Dataset excerpt:
= = =
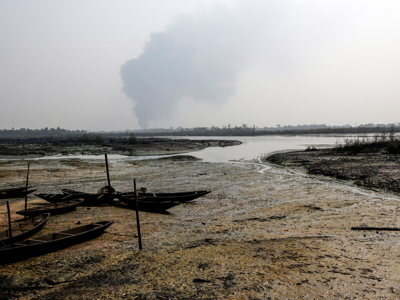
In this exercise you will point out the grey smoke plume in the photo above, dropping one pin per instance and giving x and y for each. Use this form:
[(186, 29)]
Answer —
[(201, 55), (198, 57)]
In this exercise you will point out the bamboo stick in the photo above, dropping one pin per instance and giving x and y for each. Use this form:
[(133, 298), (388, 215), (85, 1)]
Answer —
[(137, 216), (9, 220)]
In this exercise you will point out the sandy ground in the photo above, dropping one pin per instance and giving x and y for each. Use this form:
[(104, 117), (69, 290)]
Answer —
[(265, 232)]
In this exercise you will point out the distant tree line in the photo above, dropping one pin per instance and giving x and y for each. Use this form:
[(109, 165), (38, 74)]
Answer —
[(129, 136), (245, 130)]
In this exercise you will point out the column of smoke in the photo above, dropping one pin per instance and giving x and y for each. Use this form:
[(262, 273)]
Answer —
[(200, 56)]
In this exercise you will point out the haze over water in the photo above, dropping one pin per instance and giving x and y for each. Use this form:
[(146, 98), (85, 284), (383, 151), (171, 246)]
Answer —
[(253, 148)]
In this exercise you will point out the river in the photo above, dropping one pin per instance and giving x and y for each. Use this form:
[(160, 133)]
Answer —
[(253, 148)]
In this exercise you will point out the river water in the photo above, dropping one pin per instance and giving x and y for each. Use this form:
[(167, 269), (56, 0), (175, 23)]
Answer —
[(253, 148)]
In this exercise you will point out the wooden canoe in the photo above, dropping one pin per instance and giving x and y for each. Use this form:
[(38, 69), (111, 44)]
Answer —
[(23, 229), (178, 197), (89, 199), (53, 208), (15, 192), (51, 242)]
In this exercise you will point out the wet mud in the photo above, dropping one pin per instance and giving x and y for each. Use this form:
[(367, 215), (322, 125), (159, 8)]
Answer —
[(276, 234), (377, 170)]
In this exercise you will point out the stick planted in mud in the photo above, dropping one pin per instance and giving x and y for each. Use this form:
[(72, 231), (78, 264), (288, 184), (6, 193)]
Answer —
[(9, 220), (108, 174), (137, 216), (26, 194)]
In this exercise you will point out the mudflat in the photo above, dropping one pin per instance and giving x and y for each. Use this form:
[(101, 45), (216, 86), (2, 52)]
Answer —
[(266, 231)]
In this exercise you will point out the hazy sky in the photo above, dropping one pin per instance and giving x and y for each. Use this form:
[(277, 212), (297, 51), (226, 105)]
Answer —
[(126, 64)]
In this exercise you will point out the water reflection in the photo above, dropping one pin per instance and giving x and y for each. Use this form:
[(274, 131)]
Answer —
[(254, 148)]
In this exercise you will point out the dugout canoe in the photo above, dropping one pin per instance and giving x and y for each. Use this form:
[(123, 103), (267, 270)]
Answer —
[(23, 229), (176, 197), (51, 242), (15, 192), (53, 208), (89, 199)]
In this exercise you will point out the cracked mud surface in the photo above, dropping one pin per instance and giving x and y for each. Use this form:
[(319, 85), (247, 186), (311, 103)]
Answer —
[(280, 234)]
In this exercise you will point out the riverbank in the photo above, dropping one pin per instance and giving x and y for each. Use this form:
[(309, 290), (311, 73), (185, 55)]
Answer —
[(374, 170), (140, 146), (279, 234)]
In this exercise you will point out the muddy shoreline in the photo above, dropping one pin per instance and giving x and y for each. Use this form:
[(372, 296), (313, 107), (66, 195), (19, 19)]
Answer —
[(264, 232), (378, 171), (140, 146)]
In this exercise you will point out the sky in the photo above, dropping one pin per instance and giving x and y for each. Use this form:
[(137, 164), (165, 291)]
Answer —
[(129, 64)]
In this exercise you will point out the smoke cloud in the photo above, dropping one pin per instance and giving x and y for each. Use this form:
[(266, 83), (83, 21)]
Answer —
[(200, 56), (197, 57)]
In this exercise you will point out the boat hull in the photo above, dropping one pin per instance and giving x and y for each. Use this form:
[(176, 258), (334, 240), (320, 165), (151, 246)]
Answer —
[(23, 230), (54, 208), (51, 242)]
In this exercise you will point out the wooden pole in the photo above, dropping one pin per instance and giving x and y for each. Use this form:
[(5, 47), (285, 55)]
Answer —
[(108, 174), (27, 176), (137, 216), (9, 220), (26, 195)]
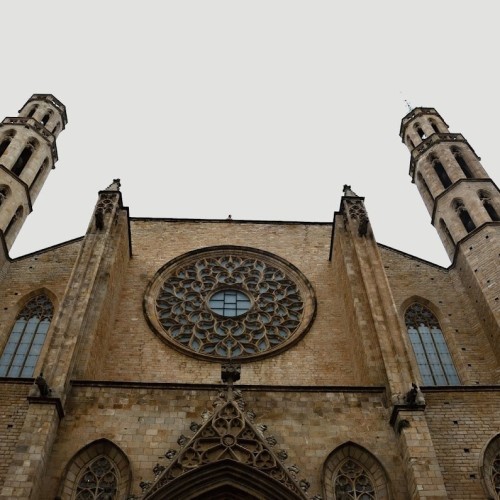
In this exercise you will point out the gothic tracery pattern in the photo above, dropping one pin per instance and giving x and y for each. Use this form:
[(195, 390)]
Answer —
[(271, 316), (431, 351), (98, 481), (27, 337), (226, 435)]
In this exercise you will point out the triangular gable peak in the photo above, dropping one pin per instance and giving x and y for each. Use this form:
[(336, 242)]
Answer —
[(228, 434)]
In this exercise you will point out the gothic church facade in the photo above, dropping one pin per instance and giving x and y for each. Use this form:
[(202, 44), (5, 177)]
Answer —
[(226, 359)]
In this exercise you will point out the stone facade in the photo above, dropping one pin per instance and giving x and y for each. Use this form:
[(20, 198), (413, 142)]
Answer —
[(324, 407)]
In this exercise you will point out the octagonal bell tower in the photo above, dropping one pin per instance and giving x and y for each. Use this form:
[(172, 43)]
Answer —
[(464, 204), (27, 154)]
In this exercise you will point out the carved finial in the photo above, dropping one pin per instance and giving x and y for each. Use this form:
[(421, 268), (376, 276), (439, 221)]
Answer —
[(114, 186), (414, 396), (348, 191), (42, 385)]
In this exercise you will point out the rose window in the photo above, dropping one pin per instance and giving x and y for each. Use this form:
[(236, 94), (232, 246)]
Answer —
[(230, 302)]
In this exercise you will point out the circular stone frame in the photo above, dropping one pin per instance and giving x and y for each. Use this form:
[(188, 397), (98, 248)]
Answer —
[(176, 304)]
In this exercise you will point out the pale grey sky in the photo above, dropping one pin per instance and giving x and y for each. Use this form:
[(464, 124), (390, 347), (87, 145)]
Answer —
[(259, 109)]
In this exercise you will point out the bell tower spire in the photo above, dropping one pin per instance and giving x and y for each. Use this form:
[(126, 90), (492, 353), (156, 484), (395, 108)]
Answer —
[(27, 154), (464, 204), (457, 191)]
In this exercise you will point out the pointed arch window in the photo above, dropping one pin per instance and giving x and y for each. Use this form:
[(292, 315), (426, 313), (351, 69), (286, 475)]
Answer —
[(427, 191), (462, 163), (99, 480), (444, 227), (4, 192), (17, 216), (100, 470), (441, 172), (4, 143), (353, 481), (24, 157), (485, 198), (27, 337), (419, 130), (464, 215), (46, 119), (32, 111), (429, 345), (434, 126), (352, 473)]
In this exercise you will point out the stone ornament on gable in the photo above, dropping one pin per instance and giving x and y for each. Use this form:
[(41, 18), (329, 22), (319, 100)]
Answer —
[(229, 302)]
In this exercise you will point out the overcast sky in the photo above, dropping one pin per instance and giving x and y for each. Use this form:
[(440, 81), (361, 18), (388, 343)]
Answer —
[(258, 109)]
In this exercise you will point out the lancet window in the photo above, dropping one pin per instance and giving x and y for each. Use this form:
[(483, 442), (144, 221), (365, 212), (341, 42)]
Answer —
[(491, 468), (419, 130), (462, 163), (430, 348), (24, 157), (441, 172), (99, 480), (484, 196), (434, 126), (27, 337), (4, 143), (464, 215)]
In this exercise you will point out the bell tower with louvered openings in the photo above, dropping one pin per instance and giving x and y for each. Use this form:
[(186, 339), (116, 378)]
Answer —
[(464, 204), (27, 154)]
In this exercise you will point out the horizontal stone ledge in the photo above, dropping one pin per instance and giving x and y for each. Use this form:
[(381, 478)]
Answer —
[(218, 387), (41, 400)]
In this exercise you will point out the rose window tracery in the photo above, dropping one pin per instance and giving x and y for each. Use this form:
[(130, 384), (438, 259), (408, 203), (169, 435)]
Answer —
[(353, 482), (230, 303), (98, 481)]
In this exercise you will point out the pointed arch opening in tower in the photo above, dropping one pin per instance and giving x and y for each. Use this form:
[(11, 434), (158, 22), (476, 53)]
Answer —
[(24, 157), (4, 143), (429, 345), (446, 231), (46, 118), (32, 111), (440, 172), (485, 198), (41, 170), (464, 215), (419, 131), (462, 163)]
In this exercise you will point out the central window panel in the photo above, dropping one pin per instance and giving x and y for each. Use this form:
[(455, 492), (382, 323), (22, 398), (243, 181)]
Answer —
[(229, 303)]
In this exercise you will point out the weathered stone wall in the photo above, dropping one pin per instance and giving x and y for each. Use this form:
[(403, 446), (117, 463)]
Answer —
[(462, 423), (13, 408), (145, 422), (319, 358), (442, 291)]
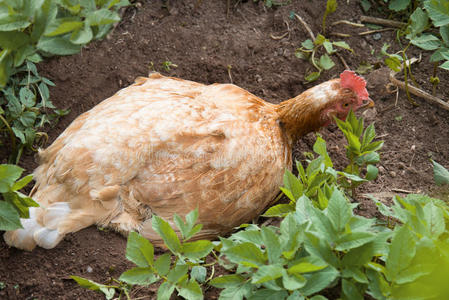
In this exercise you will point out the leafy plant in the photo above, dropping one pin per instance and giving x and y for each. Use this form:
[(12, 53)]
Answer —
[(310, 49), (15, 205), (186, 256), (25, 108), (29, 29)]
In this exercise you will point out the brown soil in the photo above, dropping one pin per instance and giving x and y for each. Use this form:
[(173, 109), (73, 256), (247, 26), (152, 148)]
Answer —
[(208, 45)]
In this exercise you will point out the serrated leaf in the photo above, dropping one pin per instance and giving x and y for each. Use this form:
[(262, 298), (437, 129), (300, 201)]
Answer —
[(139, 250), (338, 210), (319, 281), (402, 251), (8, 175), (267, 273), (162, 264), (165, 290), (92, 285), (343, 45), (246, 252), (167, 233), (398, 5), (197, 249), (312, 76), (177, 273), (191, 290), (426, 41), (279, 210), (57, 46), (272, 244), (438, 11), (419, 21), (9, 217), (226, 281), (353, 240), (199, 273), (140, 276), (440, 174), (326, 62)]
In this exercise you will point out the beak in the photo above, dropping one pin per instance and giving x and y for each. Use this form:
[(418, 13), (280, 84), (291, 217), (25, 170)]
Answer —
[(367, 103)]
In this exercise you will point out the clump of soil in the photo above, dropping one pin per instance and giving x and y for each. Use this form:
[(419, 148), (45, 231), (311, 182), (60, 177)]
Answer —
[(209, 45)]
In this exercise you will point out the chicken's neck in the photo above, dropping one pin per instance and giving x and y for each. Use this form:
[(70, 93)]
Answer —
[(299, 116)]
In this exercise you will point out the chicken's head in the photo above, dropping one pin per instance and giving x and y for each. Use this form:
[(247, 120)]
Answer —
[(345, 94)]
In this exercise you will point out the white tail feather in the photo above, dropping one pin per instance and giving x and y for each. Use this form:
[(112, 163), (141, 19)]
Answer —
[(54, 214), (47, 238)]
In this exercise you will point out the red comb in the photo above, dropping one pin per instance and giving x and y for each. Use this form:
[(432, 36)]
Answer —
[(348, 79)]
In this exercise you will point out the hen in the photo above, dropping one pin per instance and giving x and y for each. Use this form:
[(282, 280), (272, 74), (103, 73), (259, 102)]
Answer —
[(164, 145)]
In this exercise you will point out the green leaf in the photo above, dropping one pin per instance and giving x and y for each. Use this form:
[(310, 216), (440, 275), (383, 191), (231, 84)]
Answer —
[(353, 240), (8, 175), (92, 285), (312, 76), (343, 45), (82, 36), (22, 182), (338, 210), (102, 17), (268, 294), (319, 281), (308, 44), (199, 273), (440, 174), (292, 183), (9, 217), (272, 244), (402, 251), (246, 252), (57, 46), (162, 264), (426, 41), (267, 273), (139, 250), (62, 26), (351, 291), (191, 290), (165, 290), (371, 172), (167, 233), (140, 276), (326, 62), (279, 210), (13, 40), (197, 249), (398, 5), (226, 281), (177, 273), (438, 11), (13, 22), (419, 21)]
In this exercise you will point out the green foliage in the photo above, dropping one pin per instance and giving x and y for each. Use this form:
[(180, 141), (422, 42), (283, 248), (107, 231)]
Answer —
[(24, 108), (32, 28), (309, 50), (15, 205)]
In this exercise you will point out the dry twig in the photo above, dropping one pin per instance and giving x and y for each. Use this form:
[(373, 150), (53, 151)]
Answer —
[(384, 22)]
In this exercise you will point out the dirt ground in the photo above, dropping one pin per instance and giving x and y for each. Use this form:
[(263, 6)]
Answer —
[(208, 44)]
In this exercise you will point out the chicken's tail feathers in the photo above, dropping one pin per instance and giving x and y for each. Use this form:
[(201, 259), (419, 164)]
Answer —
[(42, 228)]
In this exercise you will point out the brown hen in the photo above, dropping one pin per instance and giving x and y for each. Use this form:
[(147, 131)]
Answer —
[(163, 146)]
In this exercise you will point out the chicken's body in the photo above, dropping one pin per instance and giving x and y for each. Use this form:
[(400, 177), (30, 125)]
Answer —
[(161, 146)]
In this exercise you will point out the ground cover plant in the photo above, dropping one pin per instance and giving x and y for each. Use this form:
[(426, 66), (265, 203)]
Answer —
[(247, 39), (319, 244)]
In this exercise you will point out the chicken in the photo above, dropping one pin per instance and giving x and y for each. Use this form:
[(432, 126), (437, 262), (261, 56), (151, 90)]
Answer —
[(164, 145)]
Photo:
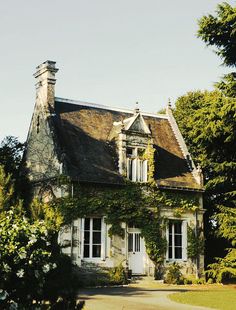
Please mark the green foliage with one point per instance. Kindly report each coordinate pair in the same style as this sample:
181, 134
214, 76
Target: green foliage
43, 211
118, 275
226, 219
6, 190
207, 122
224, 269
195, 243
11, 151
31, 266
174, 275
219, 31
227, 85
133, 204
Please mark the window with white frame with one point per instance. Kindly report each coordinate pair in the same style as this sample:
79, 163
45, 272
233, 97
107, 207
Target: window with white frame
92, 244
176, 235
136, 165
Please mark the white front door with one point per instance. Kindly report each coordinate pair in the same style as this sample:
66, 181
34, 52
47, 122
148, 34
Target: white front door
136, 250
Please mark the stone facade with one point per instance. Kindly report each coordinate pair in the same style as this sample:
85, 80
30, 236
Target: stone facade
103, 145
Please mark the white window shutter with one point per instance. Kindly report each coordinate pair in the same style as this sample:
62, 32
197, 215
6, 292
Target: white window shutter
134, 168
167, 241
184, 240
82, 238
138, 178
144, 179
128, 168
103, 240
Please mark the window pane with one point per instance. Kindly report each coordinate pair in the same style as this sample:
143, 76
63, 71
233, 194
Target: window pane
97, 224
137, 242
178, 252
170, 252
96, 237
87, 224
178, 226
129, 151
178, 240
86, 237
130, 242
96, 250
141, 152
86, 250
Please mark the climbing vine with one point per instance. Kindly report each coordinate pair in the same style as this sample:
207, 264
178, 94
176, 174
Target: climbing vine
195, 243
134, 203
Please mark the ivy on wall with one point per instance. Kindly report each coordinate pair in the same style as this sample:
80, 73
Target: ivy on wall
134, 204
195, 242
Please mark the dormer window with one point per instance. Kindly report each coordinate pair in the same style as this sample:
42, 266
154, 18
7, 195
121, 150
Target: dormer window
136, 164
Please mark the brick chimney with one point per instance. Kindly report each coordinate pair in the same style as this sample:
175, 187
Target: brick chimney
45, 85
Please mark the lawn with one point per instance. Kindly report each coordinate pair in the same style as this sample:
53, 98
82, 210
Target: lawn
218, 298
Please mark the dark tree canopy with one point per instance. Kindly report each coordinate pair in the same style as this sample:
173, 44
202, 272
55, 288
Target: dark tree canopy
207, 122
220, 31
10, 155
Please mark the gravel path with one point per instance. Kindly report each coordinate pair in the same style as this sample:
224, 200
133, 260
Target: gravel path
132, 297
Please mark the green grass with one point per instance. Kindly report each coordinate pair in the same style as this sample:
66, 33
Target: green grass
224, 299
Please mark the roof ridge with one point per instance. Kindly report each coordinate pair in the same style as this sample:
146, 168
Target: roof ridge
= = =
#### Problem:
Repeat word for word everything in the listing from the line containing "In this exercise you will point out the green foliage" down to the line containing "[(24, 108), (32, 28), (309, 50), (15, 205)]", including both of those lines.

#### Solution for this problem:
In this exercise you will point out the green foliage in the photo above, dropping one pin per instance and giving x and y for each. Use this form:
[(180, 141), (422, 42), (283, 248), (107, 231)]
Answer —
[(24, 108), (32, 28), (309, 50), (15, 205)]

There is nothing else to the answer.